Pick up the passage below on Sauron and the Second Age of Arda, and continue it from its final sentence.

QUOTED TEXT
------------------------------------------------------------
The history of Arda shifts focus from Middle-earth (Beleriand) where The Silmarillion had been set to the Island of Númenor. One of the first things Tolkien says on this point is that the Orcs and other monsters bred by the First Enemy are not wholly destroyed. So there is evil yet lingering in the world, Melkor has not left creation untouched.

It is at this point that Tolkien introduces the great villain of the Second Age: And there is Sauron. In the Silmarillion and Tales of the First Age Sauron was a being of Valinor perverted to the service of the Enemy and becoming his chief captain and servant. He repents in fear when the First Enemy is utterly defeated, but in the end does not do as was commanded, return to the judgement of the gods. He lingers in Middle-earth. Very slowly, beginning with fair motives: the reorganising and rehabilitation of the ruin of Middle-earth, ‘neglected by the gods’, he becomes a reincarnation of Evil, and a thing lusting for Complete Power — and so consumed ever more fiercely with hate (especially of gods and Elves).
------------------------------------------------------------
DATASET RECORDS

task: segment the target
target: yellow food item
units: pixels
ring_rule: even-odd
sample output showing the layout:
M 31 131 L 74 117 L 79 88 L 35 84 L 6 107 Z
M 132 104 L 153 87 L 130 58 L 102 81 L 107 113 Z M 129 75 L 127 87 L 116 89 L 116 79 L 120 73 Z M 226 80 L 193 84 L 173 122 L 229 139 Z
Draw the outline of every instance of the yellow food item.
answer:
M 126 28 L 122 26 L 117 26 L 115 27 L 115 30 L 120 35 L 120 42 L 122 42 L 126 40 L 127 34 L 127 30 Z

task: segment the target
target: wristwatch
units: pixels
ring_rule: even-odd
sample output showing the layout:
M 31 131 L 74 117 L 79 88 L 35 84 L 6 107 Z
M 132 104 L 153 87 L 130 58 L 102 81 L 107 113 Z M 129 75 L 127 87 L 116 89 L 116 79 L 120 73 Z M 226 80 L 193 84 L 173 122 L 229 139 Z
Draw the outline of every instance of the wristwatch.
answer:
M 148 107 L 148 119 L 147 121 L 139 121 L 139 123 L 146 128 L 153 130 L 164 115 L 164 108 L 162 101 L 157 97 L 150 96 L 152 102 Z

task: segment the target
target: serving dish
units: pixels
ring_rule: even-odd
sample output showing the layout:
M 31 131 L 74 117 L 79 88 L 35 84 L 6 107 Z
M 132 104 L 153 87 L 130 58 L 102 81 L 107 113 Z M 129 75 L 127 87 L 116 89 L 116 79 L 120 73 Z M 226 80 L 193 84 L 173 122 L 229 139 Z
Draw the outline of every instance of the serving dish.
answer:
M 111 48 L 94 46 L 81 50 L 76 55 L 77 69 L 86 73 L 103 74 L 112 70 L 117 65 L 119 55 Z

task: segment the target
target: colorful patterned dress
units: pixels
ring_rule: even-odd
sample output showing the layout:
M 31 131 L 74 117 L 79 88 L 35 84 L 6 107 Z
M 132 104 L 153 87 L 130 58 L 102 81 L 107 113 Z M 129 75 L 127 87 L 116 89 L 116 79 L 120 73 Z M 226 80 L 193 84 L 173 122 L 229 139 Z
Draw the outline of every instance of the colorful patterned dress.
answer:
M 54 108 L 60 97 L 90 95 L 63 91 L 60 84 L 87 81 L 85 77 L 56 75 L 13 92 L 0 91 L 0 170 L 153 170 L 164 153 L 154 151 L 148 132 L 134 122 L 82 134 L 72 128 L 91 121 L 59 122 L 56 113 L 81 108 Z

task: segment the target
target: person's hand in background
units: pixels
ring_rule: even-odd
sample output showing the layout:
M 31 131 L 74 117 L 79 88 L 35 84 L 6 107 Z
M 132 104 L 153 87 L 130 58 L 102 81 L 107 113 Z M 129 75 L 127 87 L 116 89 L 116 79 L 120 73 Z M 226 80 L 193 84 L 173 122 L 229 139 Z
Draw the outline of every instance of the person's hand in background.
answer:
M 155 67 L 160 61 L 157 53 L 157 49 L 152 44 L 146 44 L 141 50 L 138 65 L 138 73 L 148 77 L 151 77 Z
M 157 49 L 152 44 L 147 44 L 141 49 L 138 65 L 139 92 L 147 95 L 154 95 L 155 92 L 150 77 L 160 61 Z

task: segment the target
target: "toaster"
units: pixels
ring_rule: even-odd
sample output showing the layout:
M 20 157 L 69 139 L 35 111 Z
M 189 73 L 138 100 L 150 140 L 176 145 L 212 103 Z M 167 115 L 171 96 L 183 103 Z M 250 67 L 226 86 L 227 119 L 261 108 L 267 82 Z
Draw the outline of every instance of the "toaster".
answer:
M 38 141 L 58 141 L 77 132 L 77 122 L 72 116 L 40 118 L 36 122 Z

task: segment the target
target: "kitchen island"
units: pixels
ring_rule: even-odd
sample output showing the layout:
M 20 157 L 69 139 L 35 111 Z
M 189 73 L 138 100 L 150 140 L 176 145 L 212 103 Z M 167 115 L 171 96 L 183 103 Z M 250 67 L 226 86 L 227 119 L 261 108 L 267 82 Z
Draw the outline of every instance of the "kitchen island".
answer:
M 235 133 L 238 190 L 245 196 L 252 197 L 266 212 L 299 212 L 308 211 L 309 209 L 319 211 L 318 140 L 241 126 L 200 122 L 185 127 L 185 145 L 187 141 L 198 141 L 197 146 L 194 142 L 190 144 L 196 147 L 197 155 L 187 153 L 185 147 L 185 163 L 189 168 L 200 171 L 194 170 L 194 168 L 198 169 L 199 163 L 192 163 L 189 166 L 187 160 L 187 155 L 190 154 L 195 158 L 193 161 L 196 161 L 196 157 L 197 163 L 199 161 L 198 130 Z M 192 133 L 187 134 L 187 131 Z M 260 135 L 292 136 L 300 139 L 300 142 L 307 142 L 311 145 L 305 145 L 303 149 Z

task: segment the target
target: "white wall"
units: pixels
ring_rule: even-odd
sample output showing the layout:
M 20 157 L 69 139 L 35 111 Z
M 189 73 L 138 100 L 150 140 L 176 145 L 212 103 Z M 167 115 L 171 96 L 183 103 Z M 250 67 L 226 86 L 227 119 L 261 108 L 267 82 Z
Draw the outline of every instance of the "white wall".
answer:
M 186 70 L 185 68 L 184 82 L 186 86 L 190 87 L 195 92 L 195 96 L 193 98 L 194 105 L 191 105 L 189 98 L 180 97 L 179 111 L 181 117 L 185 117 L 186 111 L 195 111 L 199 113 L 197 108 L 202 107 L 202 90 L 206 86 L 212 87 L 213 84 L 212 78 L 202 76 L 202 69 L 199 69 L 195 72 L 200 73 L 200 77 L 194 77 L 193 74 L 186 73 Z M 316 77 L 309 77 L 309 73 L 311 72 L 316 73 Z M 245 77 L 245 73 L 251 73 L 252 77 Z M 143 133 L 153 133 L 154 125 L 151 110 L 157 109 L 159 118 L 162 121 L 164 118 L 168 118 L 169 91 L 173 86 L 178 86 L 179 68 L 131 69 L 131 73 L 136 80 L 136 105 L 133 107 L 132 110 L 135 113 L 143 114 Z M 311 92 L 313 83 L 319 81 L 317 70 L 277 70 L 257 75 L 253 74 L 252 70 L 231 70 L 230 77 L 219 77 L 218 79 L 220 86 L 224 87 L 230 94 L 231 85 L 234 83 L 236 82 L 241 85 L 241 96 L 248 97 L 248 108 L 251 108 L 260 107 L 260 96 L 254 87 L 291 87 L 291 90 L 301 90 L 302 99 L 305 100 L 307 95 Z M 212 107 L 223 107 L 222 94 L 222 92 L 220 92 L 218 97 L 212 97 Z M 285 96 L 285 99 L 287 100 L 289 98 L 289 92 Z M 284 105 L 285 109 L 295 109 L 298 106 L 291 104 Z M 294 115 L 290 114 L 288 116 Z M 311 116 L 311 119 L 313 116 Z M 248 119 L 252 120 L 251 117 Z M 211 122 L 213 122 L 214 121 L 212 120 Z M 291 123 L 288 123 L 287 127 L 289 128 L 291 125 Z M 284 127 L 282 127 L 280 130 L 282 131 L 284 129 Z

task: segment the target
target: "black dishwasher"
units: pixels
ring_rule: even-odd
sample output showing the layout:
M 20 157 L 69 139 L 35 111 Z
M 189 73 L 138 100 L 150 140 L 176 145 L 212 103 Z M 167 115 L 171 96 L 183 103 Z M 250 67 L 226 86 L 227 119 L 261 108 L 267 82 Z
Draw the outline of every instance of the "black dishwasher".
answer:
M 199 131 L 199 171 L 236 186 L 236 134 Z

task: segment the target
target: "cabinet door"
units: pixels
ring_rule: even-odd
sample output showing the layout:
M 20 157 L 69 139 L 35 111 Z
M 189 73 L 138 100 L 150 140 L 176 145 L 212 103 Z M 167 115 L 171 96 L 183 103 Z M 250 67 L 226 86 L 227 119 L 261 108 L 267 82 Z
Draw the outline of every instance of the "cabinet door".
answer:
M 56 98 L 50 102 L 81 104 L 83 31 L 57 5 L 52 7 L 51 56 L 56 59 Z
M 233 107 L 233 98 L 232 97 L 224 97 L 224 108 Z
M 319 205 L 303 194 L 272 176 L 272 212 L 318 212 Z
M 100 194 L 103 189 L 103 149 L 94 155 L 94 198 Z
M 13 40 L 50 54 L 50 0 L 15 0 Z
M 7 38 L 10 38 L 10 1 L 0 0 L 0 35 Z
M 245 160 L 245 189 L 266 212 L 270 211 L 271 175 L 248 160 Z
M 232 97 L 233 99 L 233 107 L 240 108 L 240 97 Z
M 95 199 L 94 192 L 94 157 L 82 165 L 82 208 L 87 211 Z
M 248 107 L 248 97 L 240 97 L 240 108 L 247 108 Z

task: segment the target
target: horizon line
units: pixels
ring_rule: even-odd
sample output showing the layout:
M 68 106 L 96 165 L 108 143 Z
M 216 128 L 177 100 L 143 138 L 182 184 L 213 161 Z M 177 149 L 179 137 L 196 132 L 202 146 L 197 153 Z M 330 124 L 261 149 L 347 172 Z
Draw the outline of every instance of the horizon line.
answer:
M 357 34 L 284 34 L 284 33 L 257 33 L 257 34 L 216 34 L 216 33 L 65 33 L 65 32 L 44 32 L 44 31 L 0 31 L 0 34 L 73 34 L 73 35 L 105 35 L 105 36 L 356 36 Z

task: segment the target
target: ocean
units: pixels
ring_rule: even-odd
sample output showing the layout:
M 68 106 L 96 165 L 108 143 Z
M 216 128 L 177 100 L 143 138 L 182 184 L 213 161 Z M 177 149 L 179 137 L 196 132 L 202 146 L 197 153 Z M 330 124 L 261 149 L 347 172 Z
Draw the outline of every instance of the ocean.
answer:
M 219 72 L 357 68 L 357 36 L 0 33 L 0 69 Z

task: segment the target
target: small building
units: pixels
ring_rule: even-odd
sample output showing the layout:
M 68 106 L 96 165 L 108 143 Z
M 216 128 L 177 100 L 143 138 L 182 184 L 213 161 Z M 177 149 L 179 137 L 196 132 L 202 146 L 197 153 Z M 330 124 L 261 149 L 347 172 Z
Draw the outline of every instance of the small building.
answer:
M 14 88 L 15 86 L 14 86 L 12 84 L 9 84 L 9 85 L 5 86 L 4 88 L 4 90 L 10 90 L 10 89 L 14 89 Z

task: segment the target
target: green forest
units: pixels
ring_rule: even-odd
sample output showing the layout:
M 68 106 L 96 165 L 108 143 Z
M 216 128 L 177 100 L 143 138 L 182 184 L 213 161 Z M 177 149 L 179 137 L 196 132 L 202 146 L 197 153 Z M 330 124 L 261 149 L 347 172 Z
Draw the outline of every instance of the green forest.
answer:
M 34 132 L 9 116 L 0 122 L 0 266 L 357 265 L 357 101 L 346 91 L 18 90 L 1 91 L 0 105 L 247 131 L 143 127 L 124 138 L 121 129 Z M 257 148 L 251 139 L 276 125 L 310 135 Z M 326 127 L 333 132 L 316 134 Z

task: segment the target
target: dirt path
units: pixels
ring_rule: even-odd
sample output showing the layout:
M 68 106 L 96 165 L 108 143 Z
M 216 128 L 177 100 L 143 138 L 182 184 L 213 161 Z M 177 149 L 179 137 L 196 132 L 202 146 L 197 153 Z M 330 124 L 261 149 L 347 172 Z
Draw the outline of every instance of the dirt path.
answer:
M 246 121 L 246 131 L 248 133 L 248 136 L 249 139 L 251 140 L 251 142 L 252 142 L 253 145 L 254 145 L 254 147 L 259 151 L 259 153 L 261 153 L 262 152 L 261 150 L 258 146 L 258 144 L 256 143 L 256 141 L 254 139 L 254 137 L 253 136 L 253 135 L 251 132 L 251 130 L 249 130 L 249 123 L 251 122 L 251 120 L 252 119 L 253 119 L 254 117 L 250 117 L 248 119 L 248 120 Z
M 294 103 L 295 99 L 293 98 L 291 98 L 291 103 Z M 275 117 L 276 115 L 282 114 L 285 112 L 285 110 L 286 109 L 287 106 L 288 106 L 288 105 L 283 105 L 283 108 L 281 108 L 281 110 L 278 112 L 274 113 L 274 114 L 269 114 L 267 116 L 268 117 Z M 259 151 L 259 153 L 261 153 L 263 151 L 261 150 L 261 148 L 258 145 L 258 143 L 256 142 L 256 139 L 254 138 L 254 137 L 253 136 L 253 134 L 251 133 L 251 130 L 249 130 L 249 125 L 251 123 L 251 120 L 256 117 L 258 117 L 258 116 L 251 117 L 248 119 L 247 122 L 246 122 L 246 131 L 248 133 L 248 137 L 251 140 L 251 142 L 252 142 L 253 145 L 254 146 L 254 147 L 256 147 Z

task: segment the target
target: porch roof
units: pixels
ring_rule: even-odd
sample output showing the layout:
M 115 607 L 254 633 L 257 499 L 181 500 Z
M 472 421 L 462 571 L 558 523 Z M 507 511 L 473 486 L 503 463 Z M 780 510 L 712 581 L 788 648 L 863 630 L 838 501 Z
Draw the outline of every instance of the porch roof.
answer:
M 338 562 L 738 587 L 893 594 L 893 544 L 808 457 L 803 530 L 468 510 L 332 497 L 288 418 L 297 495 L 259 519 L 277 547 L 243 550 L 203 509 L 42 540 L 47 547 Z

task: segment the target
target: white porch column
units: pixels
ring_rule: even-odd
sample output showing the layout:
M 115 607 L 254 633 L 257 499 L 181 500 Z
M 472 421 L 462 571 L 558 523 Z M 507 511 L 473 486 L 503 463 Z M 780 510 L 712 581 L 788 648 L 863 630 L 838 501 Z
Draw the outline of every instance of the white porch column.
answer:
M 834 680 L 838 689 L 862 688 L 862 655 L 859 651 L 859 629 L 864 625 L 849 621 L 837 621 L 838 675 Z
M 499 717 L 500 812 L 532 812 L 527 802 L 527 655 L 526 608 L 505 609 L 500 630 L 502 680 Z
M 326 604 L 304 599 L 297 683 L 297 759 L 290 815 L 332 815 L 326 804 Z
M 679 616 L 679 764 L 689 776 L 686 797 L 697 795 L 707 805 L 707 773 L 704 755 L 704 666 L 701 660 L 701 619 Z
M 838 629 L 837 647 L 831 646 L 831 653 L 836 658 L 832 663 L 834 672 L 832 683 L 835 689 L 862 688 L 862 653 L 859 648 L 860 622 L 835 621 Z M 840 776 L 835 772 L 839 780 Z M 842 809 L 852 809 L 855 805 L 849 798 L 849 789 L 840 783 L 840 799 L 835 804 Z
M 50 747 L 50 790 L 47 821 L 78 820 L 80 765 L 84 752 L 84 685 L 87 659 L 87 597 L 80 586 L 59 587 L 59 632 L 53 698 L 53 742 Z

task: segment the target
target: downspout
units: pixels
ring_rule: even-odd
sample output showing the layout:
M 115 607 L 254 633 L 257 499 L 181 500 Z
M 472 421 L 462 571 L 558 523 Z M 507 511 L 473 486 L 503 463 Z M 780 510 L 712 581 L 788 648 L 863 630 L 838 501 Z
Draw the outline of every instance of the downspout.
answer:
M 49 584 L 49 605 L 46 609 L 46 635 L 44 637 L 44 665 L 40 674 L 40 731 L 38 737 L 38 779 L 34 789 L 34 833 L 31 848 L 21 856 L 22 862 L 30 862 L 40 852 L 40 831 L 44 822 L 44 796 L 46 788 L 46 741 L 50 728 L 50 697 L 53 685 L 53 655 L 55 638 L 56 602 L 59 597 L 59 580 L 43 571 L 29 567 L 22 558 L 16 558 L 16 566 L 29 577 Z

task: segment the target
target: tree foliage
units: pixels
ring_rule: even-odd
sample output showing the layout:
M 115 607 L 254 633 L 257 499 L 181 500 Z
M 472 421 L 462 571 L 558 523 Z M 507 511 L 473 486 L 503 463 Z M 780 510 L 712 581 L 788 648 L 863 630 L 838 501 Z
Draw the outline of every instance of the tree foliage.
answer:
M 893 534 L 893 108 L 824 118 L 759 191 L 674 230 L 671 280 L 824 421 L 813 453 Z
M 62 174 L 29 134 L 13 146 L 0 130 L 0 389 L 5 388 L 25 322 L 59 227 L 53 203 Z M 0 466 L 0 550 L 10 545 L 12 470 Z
------------------------------------------------------------
ANSWER TO THE PROBLEM
There is a lot going on in those couple of sentences, but I’d like to touch on three things:

(1) Sauron began as a servant of Morgoth. In the “Valaquenta” chapter in The Silmarillion, Tolkien says of Sauron that he was only less evil than his master in that for long he served another and not himself. This is a very curious statement, suggesting that in subjecting our will to another, even an evil master, there is still some small sliver of good for we do not set ourselves up as the ultimate truth. However, Sauron began life as a servant of Aulë, the craftsman, and this is the source of Sauron’s great learning and knowledge. He is, in many ways, smarter and wiser than Morgoth his master. But Sauron’s choice of whom to serve (Melkor the Morgoth over Aulë) is the cause of his evil path. He joins himself to someone who leads him astray. We all have to follow someone. None of us is capable of being our own master. Not entirely. Whom do we serve?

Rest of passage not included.